Point labeling data based on photos

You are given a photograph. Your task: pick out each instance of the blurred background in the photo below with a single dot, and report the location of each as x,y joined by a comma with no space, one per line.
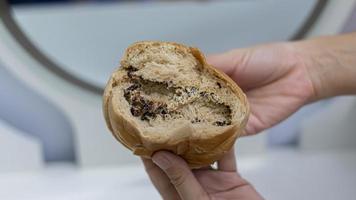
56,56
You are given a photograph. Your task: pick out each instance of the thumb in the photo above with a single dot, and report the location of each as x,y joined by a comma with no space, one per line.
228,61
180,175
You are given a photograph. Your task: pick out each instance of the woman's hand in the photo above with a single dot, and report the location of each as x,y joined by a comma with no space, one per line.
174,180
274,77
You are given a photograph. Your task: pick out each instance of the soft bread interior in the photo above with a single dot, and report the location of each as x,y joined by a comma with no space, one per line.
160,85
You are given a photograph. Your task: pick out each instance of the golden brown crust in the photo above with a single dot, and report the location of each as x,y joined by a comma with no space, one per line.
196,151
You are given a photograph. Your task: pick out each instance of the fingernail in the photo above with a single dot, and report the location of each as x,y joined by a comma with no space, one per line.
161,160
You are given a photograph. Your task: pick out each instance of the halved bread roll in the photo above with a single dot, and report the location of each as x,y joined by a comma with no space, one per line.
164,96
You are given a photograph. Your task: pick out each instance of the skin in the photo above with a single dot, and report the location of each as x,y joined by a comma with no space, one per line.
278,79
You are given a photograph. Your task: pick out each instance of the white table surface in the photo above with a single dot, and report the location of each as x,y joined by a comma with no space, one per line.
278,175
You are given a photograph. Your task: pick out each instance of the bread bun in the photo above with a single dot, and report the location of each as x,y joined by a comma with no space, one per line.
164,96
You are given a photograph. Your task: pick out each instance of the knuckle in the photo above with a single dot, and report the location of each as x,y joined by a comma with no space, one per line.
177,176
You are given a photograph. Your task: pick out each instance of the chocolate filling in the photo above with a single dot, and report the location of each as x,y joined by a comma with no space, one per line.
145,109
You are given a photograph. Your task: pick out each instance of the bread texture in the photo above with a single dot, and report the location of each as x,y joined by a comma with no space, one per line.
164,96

---

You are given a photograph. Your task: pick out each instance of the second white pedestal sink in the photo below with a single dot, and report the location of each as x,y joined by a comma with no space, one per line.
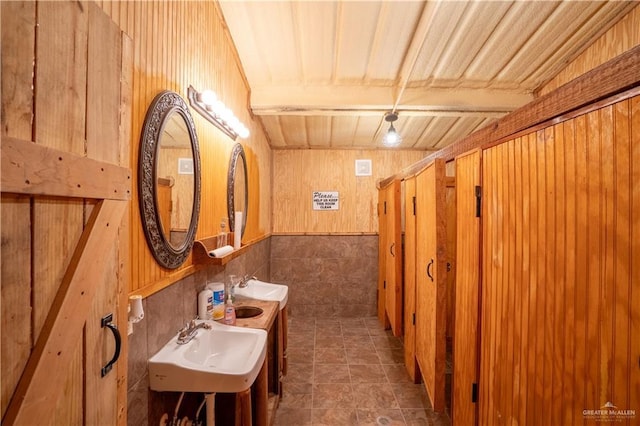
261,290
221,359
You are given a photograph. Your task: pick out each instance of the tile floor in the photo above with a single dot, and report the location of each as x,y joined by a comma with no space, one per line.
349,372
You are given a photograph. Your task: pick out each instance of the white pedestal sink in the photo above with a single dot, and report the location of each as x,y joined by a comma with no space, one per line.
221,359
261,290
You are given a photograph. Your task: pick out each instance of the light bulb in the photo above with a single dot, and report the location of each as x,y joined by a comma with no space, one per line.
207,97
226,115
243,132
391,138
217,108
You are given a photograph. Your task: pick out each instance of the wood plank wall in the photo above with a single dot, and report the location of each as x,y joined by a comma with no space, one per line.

Written task: Please select every line of the entries that contains the word "bread". Letter case counts when matching.

Answer:
You are given a photograph. Your task: pick out each instance of the soft bread interior in the photo above with a single dot, and report the location of each as x,y joined by a comma with no space, one per line.
You are given a photograph. Your task: pick out each instance of the halved bread roll in the photo above with a single dot, and report the location of each as x,y joined by a comma with no space, one per line.
You are given a photograph. Your task: pick out each instance of the bread bun in the photo above with a single dot, and report the location of each as x,y joined by a comma with no space, one per line.
You are given a photograph. Your task: pick out each instance of the bread texture in the photo above with a single dot, and report the location of each as x,y joined by a comma with no space, one per line.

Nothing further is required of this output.